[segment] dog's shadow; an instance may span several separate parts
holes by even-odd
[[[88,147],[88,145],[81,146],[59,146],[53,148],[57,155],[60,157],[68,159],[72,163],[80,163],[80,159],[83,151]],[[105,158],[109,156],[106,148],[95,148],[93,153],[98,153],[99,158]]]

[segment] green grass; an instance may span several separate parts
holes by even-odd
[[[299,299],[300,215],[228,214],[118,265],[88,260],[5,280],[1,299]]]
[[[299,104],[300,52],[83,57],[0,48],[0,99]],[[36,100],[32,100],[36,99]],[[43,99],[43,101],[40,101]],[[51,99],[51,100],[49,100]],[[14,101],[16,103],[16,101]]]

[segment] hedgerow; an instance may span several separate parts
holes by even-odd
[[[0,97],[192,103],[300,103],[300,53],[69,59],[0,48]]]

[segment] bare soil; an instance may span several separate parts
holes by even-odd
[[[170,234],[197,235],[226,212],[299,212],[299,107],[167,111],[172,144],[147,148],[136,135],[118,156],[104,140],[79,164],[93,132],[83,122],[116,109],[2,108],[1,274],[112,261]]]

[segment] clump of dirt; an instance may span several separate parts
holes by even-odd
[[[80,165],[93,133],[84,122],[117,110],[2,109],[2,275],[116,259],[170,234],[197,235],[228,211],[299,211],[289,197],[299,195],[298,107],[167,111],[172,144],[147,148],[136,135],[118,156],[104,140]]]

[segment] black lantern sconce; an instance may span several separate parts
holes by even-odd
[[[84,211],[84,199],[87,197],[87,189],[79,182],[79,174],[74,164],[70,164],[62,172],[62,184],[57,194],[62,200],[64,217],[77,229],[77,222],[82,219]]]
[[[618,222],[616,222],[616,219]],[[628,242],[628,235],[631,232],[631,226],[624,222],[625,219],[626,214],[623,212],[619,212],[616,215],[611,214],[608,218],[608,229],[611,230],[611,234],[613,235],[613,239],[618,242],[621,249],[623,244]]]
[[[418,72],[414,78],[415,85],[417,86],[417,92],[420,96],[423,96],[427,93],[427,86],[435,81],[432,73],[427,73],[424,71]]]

* * *

DIRECTIONS FOR THIS TASK: Copy the items above verbatim, from the line containing "[segment] hedgerow; an" through the line containing "[[[0,97],[192,103],[300,103],[300,53],[69,59],[0,48]]]", including both of those lines.

OUTPUT FOR THIS EXERCISE:
[segment] hedgerow; an instance may span several separate parts
holes by even-odd
[[[0,97],[192,103],[300,103],[300,53],[69,59],[0,48]]]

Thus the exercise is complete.